# Data section
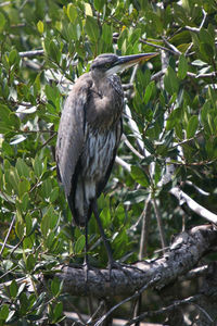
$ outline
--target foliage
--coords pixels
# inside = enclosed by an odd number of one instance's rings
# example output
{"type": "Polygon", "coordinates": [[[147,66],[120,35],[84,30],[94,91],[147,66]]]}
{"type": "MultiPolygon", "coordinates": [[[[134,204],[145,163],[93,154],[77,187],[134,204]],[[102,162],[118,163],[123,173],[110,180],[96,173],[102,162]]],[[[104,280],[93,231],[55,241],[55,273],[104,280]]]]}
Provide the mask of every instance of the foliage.
{"type": "MultiPolygon", "coordinates": [[[[0,325],[41,325],[63,315],[56,278],[42,292],[35,276],[60,263],[82,263],[84,231],[56,180],[54,147],[62,105],[72,84],[102,52],[131,54],[167,48],[139,67],[133,96],[127,97],[138,137],[124,118],[127,139],[118,155],[131,172],[115,166],[99,200],[101,218],[116,260],[138,259],[141,223],[132,227],[149,193],[157,203],[166,234],[200,223],[169,193],[180,185],[196,202],[217,212],[216,2],[149,0],[29,0],[0,3],[0,325]],[[153,46],[152,46],[153,45],[153,46]],[[38,50],[43,50],[42,55],[38,50]],[[36,53],[24,54],[26,51],[36,53]],[[152,76],[162,71],[162,78],[152,76]],[[140,143],[141,145],[141,143],[140,143]],[[140,151],[141,153],[141,151],[140,151]],[[142,153],[143,154],[143,153],[142,153]],[[175,172],[165,183],[167,171],[175,172]],[[197,189],[202,188],[208,196],[197,189]],[[3,244],[5,240],[7,244],[3,244]],[[28,276],[30,292],[22,277],[28,276]],[[10,285],[7,281],[12,280],[10,285]]],[[[125,72],[129,83],[132,71],[125,72]]],[[[89,227],[91,264],[106,265],[94,218],[89,227]]],[[[161,247],[151,210],[146,255],[161,247]]],[[[54,272],[52,272],[54,273],[54,272]]]]}

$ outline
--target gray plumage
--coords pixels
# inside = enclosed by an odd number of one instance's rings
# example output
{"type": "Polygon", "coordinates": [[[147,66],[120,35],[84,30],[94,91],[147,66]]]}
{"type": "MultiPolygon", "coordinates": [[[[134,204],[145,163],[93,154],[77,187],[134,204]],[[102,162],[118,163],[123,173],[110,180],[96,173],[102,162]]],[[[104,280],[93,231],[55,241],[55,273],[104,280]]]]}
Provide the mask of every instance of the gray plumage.
{"type": "Polygon", "coordinates": [[[56,166],[74,222],[85,226],[92,201],[110,177],[122,136],[124,92],[116,72],[155,53],[101,54],[65,101],[56,142],[56,166]]]}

# Written instruction
Update the listing above by changing every "foliage" to "leaves", keeping everything else the same, and leave the pictures out of your answer.

# Written answer
$ outline
--target leaves
--coords pixels
# inside = enclosed by an odd number of one instance's rings
# example output
{"type": "Polygon", "coordinates": [[[147,66],[120,35],[84,30],[94,91],[147,66]]]}
{"type": "MultiPolygon", "coordinates": [[[[134,204],[145,163],[93,154],[77,187],[134,204]],[[102,162],[118,163],[123,173],[110,180],[96,173],[102,162]]],[[[104,280],[93,231],[55,241],[55,273],[104,280]]]]}
Provide the mask of every instance of the leaves.
{"type": "MultiPolygon", "coordinates": [[[[0,325],[41,325],[63,315],[56,278],[42,292],[35,276],[60,263],[82,263],[84,231],[56,180],[54,147],[62,105],[72,84],[102,52],[131,54],[167,48],[139,67],[133,96],[127,97],[138,137],[124,118],[127,139],[118,155],[131,172],[115,166],[99,200],[101,218],[116,260],[138,259],[141,223],[132,227],[149,193],[157,203],[166,234],[200,223],[169,193],[180,185],[196,202],[217,212],[216,2],[149,0],[29,0],[0,3],[0,325]],[[153,46],[152,46],[153,45],[153,46]],[[38,50],[43,50],[42,55],[38,50]],[[36,53],[24,54],[26,51],[36,53]],[[152,76],[162,71],[162,78],[152,76]],[[140,143],[141,145],[141,143],[140,143]],[[140,151],[141,153],[141,151],[140,151]],[[142,153],[143,154],[143,153],[142,153]],[[175,172],[165,183],[167,171],[175,172]],[[197,189],[202,188],[208,196],[197,189]],[[3,244],[5,240],[7,244],[3,244]],[[28,276],[30,292],[22,277],[28,276]],[[10,285],[7,281],[12,280],[10,285]]],[[[125,72],[129,83],[132,71],[125,72]]],[[[89,227],[91,264],[106,265],[94,218],[89,227]]],[[[161,247],[151,210],[146,255],[161,247]]],[[[54,272],[52,272],[54,273],[54,272]]]]}

$ outline
--target gray plumage
--coords pixels
# inside = enclosed by an odd number of one instance's rings
# example output
{"type": "Polygon", "coordinates": [[[147,66],[120,35],[84,30],[94,91],[147,66]]]}
{"type": "MultiPolygon", "coordinates": [[[[134,204],[145,163],[93,154],[77,187],[134,204]],[[102,162],[118,163],[123,173],[110,180],[96,173],[102,162]]],[[[104,280],[93,231],[55,241],[55,273],[104,280]]]]}
Provide the mask of every instance of the gray plumage.
{"type": "Polygon", "coordinates": [[[56,166],[74,222],[85,226],[92,201],[110,177],[122,136],[124,92],[116,72],[155,53],[101,54],[65,101],[56,142],[56,166]]]}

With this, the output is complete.